-- Stored entries --
----------------------------------------
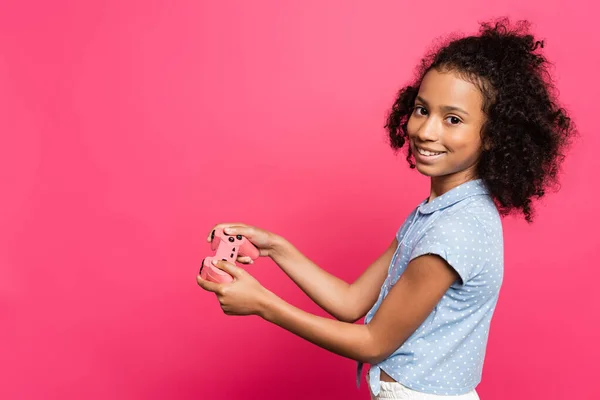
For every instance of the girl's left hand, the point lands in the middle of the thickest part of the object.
(243, 296)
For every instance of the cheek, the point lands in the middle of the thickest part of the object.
(411, 127)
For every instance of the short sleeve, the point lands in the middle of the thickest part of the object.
(460, 240)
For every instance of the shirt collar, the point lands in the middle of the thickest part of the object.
(453, 196)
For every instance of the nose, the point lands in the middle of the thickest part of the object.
(427, 131)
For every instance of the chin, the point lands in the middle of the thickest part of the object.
(427, 170)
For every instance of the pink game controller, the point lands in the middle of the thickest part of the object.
(228, 247)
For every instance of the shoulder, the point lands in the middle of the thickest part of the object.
(467, 236)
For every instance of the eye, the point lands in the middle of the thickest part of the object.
(419, 110)
(454, 120)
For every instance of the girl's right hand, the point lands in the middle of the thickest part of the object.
(266, 242)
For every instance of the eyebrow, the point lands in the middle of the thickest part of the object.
(445, 108)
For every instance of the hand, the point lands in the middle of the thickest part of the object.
(243, 296)
(265, 241)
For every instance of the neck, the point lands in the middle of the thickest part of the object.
(443, 184)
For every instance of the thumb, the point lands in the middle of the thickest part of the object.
(228, 267)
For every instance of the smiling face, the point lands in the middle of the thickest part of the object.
(445, 128)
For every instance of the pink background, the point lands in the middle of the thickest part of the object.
(128, 128)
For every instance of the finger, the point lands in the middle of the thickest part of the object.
(208, 285)
(222, 226)
(228, 267)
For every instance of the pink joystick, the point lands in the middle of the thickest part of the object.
(228, 247)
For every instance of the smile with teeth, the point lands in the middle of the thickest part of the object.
(428, 153)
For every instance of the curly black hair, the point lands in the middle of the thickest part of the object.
(526, 132)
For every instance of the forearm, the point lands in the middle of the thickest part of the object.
(349, 340)
(329, 292)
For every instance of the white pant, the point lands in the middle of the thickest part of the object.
(395, 390)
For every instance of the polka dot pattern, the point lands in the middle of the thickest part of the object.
(445, 355)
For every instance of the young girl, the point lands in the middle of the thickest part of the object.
(481, 122)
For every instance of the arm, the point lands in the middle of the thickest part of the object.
(346, 302)
(404, 309)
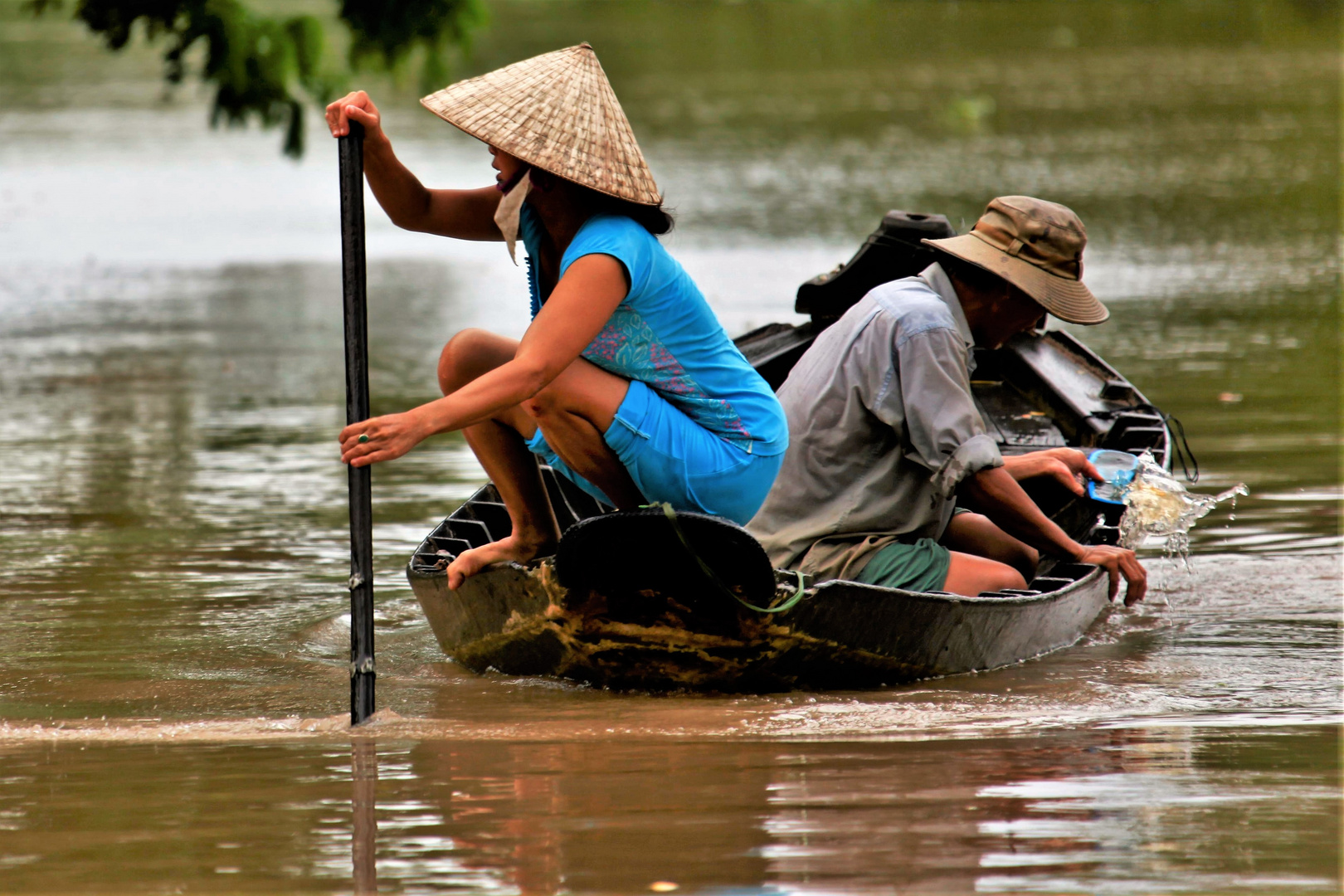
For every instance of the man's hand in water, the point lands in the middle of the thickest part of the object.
(385, 438)
(1066, 466)
(353, 106)
(1118, 562)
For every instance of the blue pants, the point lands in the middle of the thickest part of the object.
(674, 458)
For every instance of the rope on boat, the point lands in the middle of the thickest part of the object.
(713, 577)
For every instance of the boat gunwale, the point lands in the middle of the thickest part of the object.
(926, 597)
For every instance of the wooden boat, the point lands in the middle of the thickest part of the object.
(626, 603)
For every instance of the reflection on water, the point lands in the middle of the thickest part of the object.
(173, 516)
(1122, 811)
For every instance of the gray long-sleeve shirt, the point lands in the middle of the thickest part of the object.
(882, 425)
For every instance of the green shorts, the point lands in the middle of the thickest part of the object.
(921, 566)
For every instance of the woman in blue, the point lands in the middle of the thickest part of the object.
(626, 382)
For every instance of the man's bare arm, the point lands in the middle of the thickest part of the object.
(996, 494)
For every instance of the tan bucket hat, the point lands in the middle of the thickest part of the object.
(555, 112)
(1038, 247)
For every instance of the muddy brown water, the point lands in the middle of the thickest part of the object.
(173, 641)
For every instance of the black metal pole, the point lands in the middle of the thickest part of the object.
(351, 153)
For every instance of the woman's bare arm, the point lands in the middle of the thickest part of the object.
(576, 312)
(463, 214)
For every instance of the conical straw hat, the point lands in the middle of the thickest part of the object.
(555, 112)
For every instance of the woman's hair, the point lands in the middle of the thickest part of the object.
(655, 219)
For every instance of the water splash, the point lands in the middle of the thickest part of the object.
(1157, 505)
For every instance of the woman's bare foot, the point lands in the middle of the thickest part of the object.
(468, 563)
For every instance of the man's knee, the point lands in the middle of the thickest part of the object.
(470, 353)
(1004, 577)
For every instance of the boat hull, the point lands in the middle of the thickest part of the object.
(843, 635)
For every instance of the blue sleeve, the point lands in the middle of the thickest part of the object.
(620, 238)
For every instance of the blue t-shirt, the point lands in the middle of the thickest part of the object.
(665, 334)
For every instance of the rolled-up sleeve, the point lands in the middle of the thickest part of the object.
(944, 429)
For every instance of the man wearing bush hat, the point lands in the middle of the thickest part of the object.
(884, 434)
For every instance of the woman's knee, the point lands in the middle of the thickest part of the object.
(543, 405)
(470, 353)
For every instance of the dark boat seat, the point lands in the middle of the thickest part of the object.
(637, 553)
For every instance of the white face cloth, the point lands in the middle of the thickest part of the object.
(509, 212)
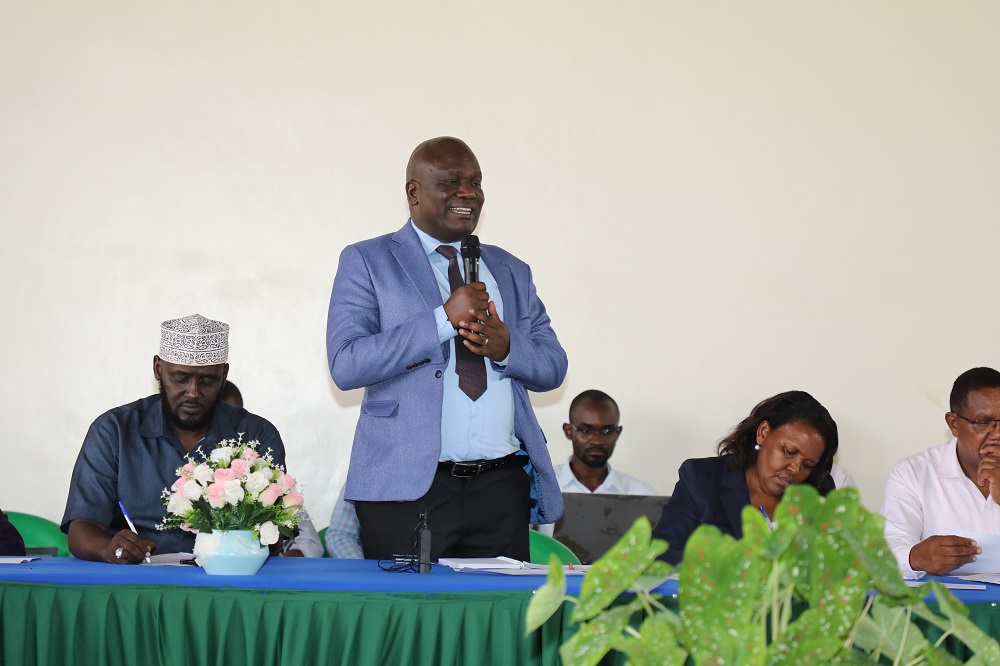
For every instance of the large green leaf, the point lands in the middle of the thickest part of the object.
(656, 644)
(807, 642)
(596, 637)
(983, 645)
(722, 582)
(548, 598)
(887, 630)
(617, 570)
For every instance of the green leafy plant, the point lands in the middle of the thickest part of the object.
(821, 588)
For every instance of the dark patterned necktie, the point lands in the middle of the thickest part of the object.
(470, 368)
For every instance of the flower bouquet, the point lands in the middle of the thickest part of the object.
(235, 488)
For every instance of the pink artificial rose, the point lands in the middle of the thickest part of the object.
(292, 499)
(270, 494)
(223, 475)
(239, 467)
(216, 495)
(286, 482)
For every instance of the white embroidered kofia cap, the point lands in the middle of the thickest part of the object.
(194, 340)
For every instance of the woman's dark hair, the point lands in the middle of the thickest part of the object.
(788, 407)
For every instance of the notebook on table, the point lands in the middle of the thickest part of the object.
(592, 523)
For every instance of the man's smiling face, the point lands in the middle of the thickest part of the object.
(445, 190)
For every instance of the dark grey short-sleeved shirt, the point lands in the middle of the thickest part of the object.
(129, 455)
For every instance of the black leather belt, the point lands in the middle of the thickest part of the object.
(470, 468)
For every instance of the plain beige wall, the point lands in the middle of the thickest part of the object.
(720, 201)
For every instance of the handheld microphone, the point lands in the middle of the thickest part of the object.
(470, 254)
(424, 532)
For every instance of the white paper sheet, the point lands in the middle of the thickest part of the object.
(988, 562)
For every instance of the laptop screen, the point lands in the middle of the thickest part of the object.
(592, 522)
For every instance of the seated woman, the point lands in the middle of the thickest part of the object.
(790, 438)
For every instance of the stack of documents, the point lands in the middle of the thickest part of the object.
(507, 566)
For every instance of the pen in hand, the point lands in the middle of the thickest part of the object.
(770, 525)
(131, 525)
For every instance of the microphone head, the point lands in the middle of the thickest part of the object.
(470, 247)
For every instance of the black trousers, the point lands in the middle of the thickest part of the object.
(483, 516)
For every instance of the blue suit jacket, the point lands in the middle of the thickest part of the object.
(381, 335)
(707, 493)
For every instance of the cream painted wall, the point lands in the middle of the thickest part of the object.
(720, 201)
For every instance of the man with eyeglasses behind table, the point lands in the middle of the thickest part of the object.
(948, 488)
(593, 428)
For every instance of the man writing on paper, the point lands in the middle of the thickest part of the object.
(954, 486)
(446, 367)
(132, 452)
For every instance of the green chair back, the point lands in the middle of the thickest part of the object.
(542, 546)
(39, 533)
(322, 540)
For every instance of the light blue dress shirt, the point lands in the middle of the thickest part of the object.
(484, 429)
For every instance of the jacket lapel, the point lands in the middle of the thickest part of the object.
(412, 259)
(735, 496)
(505, 281)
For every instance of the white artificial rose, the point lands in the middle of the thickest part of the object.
(178, 505)
(269, 533)
(257, 481)
(203, 474)
(192, 490)
(232, 492)
(222, 455)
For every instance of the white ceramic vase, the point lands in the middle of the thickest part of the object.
(229, 552)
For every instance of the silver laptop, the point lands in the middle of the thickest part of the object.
(592, 523)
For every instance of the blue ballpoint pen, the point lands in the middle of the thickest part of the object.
(131, 525)
(766, 517)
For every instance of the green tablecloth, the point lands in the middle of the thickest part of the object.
(135, 624)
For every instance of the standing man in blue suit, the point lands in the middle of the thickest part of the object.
(423, 440)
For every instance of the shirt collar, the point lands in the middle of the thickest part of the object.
(949, 467)
(431, 244)
(220, 428)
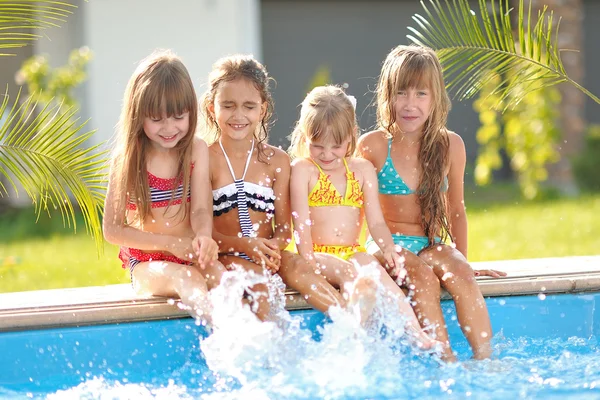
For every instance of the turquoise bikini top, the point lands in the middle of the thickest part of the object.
(390, 182)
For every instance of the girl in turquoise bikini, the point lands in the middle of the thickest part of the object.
(420, 171)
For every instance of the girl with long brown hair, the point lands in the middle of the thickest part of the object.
(420, 172)
(158, 204)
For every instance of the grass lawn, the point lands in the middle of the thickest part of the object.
(501, 226)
----------------------------------------
-- WORK TO BE COMPLETED --
Your task is to set down exactly the lines that run from the line holding "For every instance of the white ceramic" through the close of the entries, including both ends. Pictures stay out.

-- RESULT FOR THIS TASK --
For every instance of the white ceramic vase, the point lands in the middle of the thickest part of the object.
(229, 552)
For every instance of the silver laptop, the point lands in the middle of the thickest part of the object.
(592, 523)
For every instance of the blue ballpoint pen, the point lands in the middle of the thickest part of the object.
(131, 525)
(766, 517)
For every instance of the green tablecloth, the point lands in the middle of the thickest part of the object.
(135, 624)
For every instance of the standing man in blue suit, the point lands in the middle of the thickest part of the object.
(423, 440)
For every instance of the shirt collar, the point lands in the middle of the thickest part of the object.
(949, 467)
(431, 244)
(220, 428)
For every instance of the turquoise bikini top, the point lands in the middle of the thickest part of the object.
(390, 182)
For every instance of the girl in turquoise bikini, the point lands in the middle of the thickest part of the object.
(420, 171)
For every instance of the girl with long brown hair, the point lands in the middle of the thickest part of the object.
(420, 172)
(158, 204)
For every instance of the grass lawn, the point lands in the middle of the thickest part of the object.
(501, 226)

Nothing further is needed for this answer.